The crypto crash also brought down the NFT market. The most popular NFTs, like Bored Ape Yacht Club and CryptoPunks, saw their prices slashed by more than half in August 2022. While the collapse paralleled a decrease in cryptocurrency prices, other factors like high-profile scams and market oversaturation also played a significant role.

Well before these nosedives, the crypto market had already crashed several times, including in 2021, 2020, 2018, 2013, and earlier, largely due to investor speculation and media hype. While this demonstrates that instability is endemic to crypto, it also shows that the technology and currencies are resilient.

Criminality and Deception

In 2022 alone, some of the most revered players responsible for keeping digital currencies functioning have been charged with crimes such as fraud—including Sam Bankman-Fried of FTX; Do Kwon, head of Terraform Labs, the parent company of TerraUSD and LUNA; and Su Zhu and Kyle Davies of Three Arrows Capital.

Also in 2022, criminals generated 117,000 scam tokens, robbing investors of billions of dollars. Many initial coin offerings (ICOs) are also suspect, particularly for cryptocurrencies with speculative business models, and have been widely criticized as scams as well.
= = = =
Stated task A: Please reproduce the stretch of the crypto crash passage from "Also in 2022, criminals" through "scams as well.".
= = = =
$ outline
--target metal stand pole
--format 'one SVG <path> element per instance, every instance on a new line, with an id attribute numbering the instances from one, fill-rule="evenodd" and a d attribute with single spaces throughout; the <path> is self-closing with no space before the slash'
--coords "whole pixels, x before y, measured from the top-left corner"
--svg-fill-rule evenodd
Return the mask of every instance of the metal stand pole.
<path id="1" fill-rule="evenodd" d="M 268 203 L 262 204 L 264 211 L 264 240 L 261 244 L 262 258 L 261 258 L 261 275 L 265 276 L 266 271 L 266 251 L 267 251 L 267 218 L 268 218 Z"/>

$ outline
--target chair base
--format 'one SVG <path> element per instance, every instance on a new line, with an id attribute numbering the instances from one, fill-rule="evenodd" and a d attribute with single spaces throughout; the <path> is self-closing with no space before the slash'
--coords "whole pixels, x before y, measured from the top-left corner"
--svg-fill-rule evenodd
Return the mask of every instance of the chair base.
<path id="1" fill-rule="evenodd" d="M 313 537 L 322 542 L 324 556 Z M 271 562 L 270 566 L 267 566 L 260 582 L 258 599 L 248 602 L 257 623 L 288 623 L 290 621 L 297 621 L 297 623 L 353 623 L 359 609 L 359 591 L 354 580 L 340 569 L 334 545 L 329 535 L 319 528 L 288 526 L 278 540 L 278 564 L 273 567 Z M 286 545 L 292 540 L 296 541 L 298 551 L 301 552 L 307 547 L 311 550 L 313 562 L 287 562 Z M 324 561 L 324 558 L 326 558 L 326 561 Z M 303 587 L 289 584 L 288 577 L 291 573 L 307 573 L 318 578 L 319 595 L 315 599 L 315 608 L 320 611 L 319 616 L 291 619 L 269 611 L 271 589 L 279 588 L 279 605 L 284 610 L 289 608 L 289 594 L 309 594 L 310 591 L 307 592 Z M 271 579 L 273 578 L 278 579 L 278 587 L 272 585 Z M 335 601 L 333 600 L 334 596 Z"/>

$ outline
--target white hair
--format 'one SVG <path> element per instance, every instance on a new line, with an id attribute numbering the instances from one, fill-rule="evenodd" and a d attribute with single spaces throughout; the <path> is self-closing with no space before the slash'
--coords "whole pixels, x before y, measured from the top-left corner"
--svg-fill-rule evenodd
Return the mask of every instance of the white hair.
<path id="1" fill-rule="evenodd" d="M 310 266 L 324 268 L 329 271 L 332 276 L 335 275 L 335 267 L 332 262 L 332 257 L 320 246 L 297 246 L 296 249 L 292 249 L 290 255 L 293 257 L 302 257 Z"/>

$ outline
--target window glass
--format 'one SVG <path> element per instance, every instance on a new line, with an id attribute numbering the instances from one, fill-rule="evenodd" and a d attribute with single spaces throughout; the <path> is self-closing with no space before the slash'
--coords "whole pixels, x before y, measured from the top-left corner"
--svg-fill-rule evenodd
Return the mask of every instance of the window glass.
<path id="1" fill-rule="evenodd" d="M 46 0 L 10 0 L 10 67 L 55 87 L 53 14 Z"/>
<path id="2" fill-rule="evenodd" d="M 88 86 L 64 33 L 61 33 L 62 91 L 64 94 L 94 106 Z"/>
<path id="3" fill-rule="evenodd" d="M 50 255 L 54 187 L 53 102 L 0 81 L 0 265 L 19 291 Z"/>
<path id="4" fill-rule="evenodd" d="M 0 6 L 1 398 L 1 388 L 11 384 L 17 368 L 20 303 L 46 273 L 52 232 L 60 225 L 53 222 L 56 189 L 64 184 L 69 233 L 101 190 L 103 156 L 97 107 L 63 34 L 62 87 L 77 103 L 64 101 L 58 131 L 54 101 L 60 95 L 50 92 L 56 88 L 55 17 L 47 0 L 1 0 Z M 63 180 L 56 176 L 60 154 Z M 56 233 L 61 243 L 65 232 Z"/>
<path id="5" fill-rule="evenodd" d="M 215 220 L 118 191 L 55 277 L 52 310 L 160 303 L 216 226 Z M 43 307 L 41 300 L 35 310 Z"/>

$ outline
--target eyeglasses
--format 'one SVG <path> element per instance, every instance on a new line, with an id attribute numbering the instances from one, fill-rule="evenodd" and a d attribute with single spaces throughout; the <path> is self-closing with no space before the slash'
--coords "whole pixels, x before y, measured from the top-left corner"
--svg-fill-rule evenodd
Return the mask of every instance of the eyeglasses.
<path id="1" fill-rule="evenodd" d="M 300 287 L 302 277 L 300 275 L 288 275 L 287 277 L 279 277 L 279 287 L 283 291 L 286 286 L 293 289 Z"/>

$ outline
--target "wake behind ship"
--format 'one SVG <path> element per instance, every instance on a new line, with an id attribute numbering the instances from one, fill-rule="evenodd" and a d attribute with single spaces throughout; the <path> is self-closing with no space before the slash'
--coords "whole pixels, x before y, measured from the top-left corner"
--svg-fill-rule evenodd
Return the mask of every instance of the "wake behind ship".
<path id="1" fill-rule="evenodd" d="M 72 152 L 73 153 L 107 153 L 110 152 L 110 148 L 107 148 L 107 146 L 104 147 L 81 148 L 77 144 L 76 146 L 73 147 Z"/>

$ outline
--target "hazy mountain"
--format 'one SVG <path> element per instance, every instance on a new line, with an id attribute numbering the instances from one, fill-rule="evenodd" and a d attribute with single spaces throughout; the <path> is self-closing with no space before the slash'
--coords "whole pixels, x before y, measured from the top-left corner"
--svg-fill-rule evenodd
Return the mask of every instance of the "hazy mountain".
= = = =
Stated task B: Count the lines of the records that contain the string "white", where case counts, and reply with the number alone.

Task answer A:
Also in 2022, criminals generated 117,000 scam tokens, robbing investors of billions of dollars. Many initial coin offerings (ICOs) are also suspect, particularly for cryptocurrencies with speculative business models, and have been widely criticized as scams as well.

Task answer B: 2